** START Passage shown **

Previous UDRP decisions have found that the mere addition of terms (such as “video downloader online”) to a trademark in a domain name does not avoid a finding of confusing similarity. This has been held in many UDRP decisions (see, e.g., Inter-IKEA Systems B.V. v. Evezon Co. Ltd., WIPO Case No. D2000-0437; The British Broadcasting Corporation v. Jaime Renteria, WIPO Case No. D2000-0050; Volvo Trademark Holding AB v. SC-RAD Inc., WIPO Case No. D2003-0601; Wal-Mart Stores, Inc. v. Lars Stork, WIPO Case No. D2000-0628; America Online, Inc. v. Dolphin@Heart, WIPO Case No. D2000-0713; AltaVista Company v. S. M. A., Inc., WIPO Case No. D2000-0927).
It is also well established that the addition of a gTLD extension such as “.net” is irrelevant when determining whether a domain name is confusingly similar to a complainant’s trademark.
As a result, the Panel finds that the disputed domain name is confusingly similar to the Complainant’s trademark, and that the Complainant has satisfied the first element of the Policy.

** END Passage shown **
** START Given information **

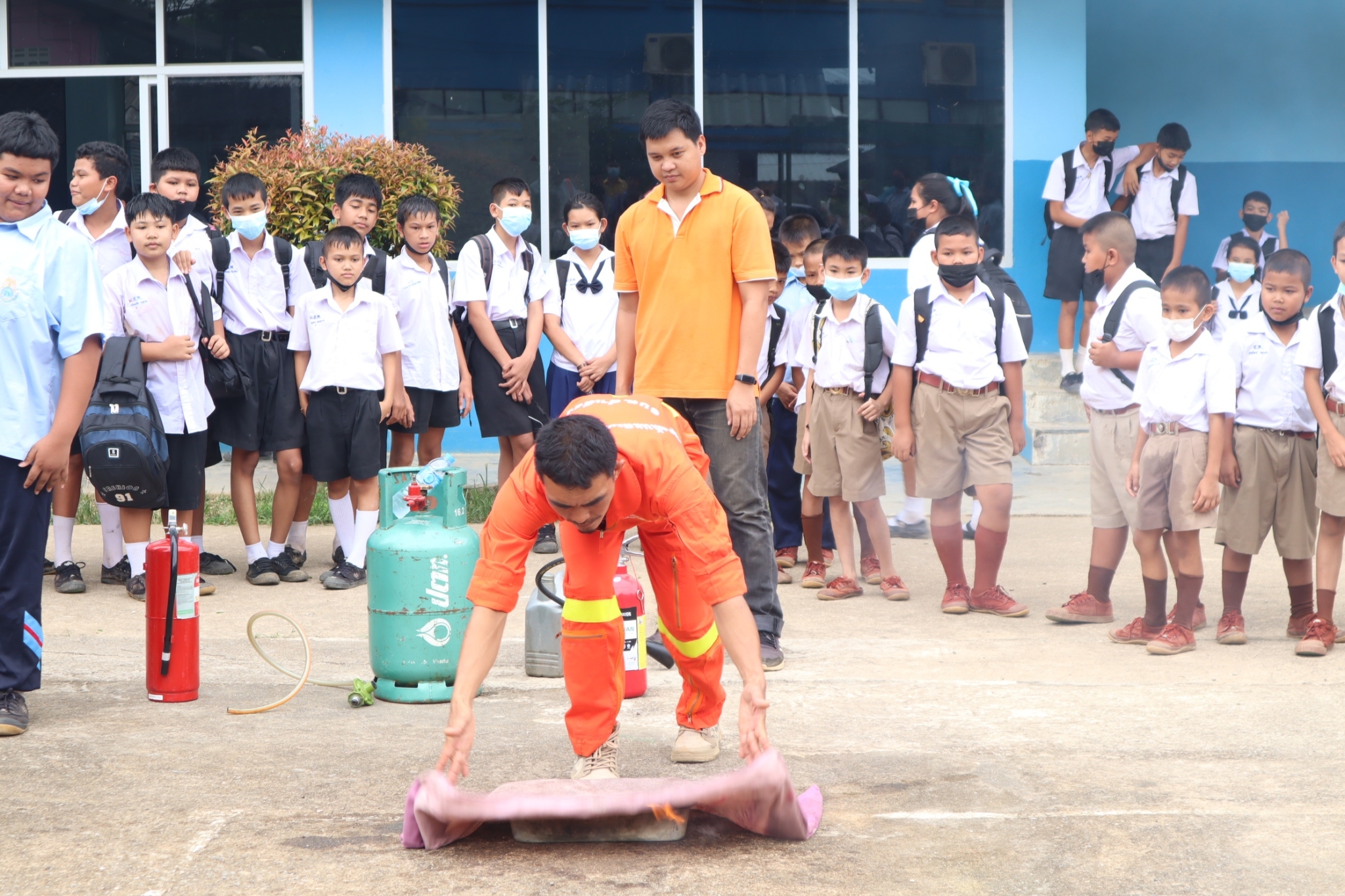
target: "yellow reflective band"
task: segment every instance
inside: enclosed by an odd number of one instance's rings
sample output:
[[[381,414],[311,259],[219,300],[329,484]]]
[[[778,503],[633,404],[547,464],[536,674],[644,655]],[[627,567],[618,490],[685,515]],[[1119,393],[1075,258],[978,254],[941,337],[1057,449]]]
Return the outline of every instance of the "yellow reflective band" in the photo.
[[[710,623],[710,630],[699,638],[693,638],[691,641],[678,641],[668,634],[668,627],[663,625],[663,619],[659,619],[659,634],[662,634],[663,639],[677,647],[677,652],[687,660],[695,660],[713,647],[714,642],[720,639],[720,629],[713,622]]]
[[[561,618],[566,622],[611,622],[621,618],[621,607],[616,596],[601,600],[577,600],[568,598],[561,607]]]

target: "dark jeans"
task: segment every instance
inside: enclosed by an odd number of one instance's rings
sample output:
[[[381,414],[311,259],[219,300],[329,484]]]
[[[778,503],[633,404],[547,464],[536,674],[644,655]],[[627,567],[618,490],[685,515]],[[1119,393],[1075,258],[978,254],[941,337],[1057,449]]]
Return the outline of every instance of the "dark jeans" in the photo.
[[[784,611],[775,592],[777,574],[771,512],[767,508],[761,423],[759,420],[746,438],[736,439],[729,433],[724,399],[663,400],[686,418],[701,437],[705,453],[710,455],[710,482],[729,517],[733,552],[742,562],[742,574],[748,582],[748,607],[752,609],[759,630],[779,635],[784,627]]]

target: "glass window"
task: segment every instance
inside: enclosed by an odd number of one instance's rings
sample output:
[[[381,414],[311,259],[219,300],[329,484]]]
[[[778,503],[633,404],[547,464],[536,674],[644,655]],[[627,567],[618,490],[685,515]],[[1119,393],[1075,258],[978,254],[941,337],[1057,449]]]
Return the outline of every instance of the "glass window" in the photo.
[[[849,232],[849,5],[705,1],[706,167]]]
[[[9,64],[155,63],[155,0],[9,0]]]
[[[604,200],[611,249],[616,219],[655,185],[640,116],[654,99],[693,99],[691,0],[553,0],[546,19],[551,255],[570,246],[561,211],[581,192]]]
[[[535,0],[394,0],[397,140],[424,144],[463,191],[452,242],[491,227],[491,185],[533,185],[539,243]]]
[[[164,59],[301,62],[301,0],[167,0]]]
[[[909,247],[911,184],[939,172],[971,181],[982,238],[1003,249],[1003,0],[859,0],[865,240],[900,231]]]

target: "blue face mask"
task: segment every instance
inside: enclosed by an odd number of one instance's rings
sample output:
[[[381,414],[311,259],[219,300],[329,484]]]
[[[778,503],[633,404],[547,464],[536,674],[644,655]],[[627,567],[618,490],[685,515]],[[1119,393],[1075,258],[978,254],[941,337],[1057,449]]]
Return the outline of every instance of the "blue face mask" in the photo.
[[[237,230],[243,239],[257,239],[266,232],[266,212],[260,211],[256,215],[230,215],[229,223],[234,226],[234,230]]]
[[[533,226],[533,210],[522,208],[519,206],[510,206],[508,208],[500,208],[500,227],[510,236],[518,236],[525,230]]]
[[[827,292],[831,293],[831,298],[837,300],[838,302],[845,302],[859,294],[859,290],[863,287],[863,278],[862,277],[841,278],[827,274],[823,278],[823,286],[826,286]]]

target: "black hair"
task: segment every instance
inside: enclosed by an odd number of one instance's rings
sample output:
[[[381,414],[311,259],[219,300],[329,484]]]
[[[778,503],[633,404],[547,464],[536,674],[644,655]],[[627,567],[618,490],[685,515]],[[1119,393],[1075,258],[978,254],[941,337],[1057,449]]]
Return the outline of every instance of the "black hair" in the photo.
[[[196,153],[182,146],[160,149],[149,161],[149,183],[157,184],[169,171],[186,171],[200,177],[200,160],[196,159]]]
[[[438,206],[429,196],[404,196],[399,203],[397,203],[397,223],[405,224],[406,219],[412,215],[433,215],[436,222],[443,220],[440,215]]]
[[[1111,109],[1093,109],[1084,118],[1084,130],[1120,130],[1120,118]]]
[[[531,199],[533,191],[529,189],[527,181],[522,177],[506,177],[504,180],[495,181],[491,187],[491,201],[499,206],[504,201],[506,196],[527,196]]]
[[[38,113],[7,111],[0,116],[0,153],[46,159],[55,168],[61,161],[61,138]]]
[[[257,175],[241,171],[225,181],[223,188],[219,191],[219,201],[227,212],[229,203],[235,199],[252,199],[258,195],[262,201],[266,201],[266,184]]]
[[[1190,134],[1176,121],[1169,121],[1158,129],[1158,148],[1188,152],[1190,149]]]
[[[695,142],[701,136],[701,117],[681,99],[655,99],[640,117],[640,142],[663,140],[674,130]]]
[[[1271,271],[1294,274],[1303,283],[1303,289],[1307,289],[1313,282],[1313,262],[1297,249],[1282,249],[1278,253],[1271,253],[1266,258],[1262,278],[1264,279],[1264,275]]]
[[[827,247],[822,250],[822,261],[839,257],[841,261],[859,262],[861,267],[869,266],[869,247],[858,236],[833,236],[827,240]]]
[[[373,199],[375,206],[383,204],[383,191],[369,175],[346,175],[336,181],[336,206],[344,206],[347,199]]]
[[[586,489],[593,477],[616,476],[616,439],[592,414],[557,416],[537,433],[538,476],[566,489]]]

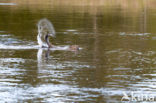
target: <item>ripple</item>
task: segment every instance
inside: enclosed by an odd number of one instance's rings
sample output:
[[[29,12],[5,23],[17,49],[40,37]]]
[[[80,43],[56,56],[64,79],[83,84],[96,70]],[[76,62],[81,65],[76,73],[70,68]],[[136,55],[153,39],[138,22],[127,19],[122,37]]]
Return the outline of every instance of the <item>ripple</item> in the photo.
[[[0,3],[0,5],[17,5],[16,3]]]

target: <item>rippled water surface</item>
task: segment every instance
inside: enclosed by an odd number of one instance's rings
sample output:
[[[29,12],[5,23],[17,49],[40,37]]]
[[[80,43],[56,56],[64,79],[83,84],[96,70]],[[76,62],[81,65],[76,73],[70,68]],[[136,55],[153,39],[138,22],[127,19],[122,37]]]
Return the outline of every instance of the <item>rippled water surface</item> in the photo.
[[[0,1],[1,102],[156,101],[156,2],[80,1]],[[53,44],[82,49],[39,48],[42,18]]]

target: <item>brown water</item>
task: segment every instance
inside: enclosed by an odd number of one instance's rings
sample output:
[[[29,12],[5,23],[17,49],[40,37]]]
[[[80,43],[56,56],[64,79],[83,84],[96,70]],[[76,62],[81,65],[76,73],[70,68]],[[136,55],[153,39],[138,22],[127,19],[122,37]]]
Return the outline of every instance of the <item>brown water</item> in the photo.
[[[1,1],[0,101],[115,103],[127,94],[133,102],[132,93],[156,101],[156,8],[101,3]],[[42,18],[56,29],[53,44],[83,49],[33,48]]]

** END Given information **

Given request A
In the UDRP excerpt, which element of the Policy does the Panel find the Complainant has satisfied?
Given request B
Carry on writing the UDRP excerpt from its last sentence.
The items play no part in this work.

Response A
The first element of the Policy.

Response B
B. Rights or Legitimate Interests
Paragraph 4(c) of the Policy provides some examples without limitation of how a respondent can demonstrate a right or legitimate interest in a domain name:
(i) before receiving any notice of the dispute, the respondent used or made demonstrable preparations to use the domain name in connection with a bona fide offering of goods or services; or
(ii) the respondent has been commonly known by the domain name; or
(iii) the respondent is making a legitimate noncommercial or fair use of the domain name without intent for commercial gain to misleadingly divert consumers or to tarnish the trademark at issue.
Based on the Respondent’s default and on the prima facie evidence in the Complaint, the Panel finds that the above circumstances are not present in this particular case and that the Respondent has no rights or legitimate interests in the disputed domain name.
The Complainant has not licensed nor authorized the use of its trademark to the Respondent, and the Panel finds no indication that the Respondent is commonly known by the disputed domain name.
Furthermore, the present record provides no evidence to demonstrate the Respondent’s intent to use or to make demonstrable preparations to use the disputed domain name in connection with a bona fide offering of goods or services. Indeed, the Respondent is capitalizing on exploiting advertisements, as well as reproducing the famous FACEBOOK mark and offering ways to download the Complainant’s content, without the Complainant’s authorization. As such, the risk of implied affiliation created by the construction of the disputed domain name preempts fair use, since it incorrectly suggests sponsorship or endorsement by the Complainant.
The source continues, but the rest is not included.